==== Data section ====

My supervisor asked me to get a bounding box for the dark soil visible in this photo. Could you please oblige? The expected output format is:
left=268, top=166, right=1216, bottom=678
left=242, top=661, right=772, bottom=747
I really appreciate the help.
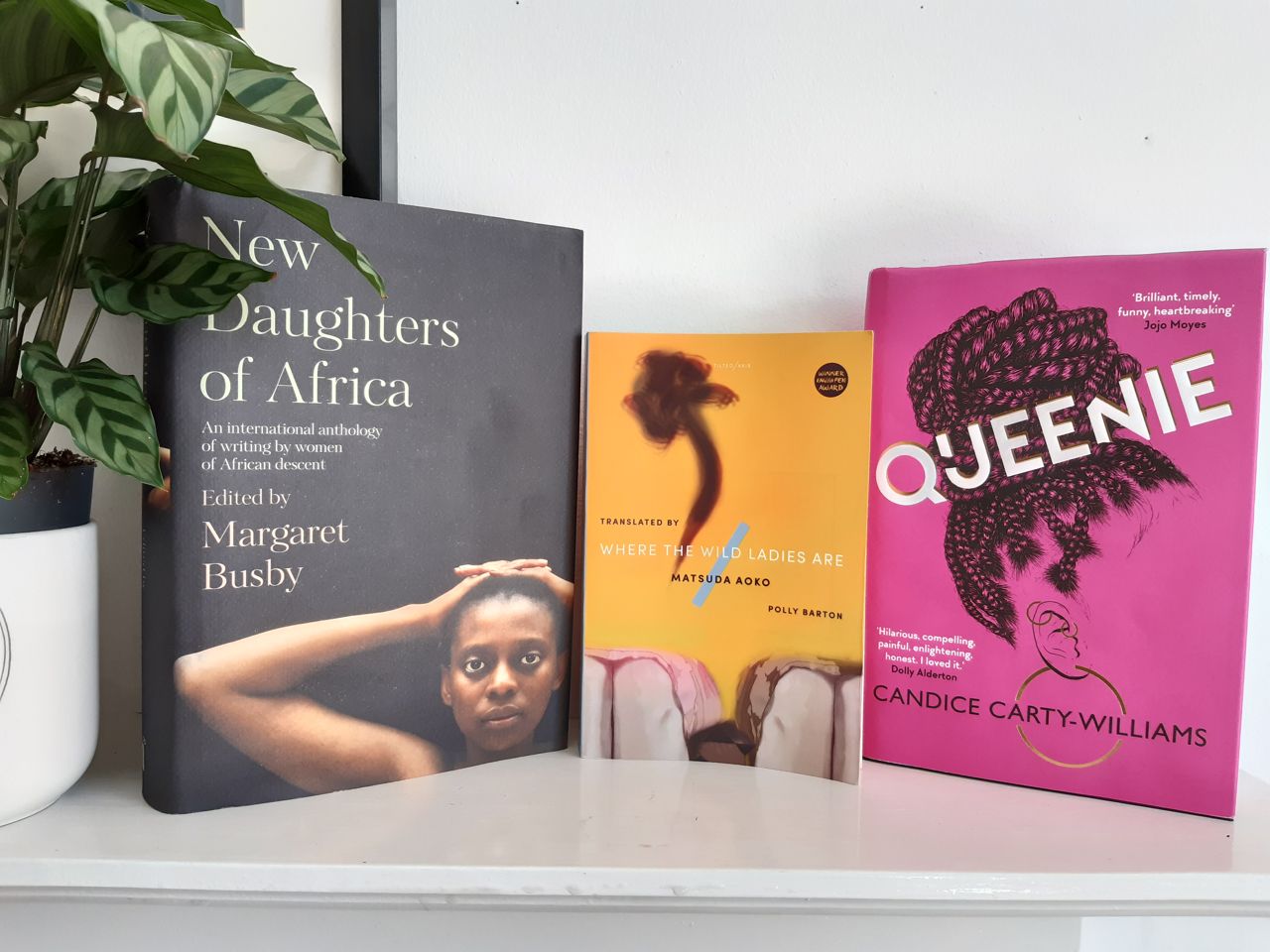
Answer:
left=31, top=449, right=96, bottom=470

====

» **Requirements**:
Extract every line above verbatim, omitting the pictures.

» **Exercise output**:
My supervisor asked me to get a bounding box for the dark soil visible in this photo. Could you please oblige? The expected output format is:
left=268, top=166, right=1216, bottom=678
left=242, top=661, right=772, bottom=747
I really appreciate the help.
Answer:
left=31, top=449, right=96, bottom=470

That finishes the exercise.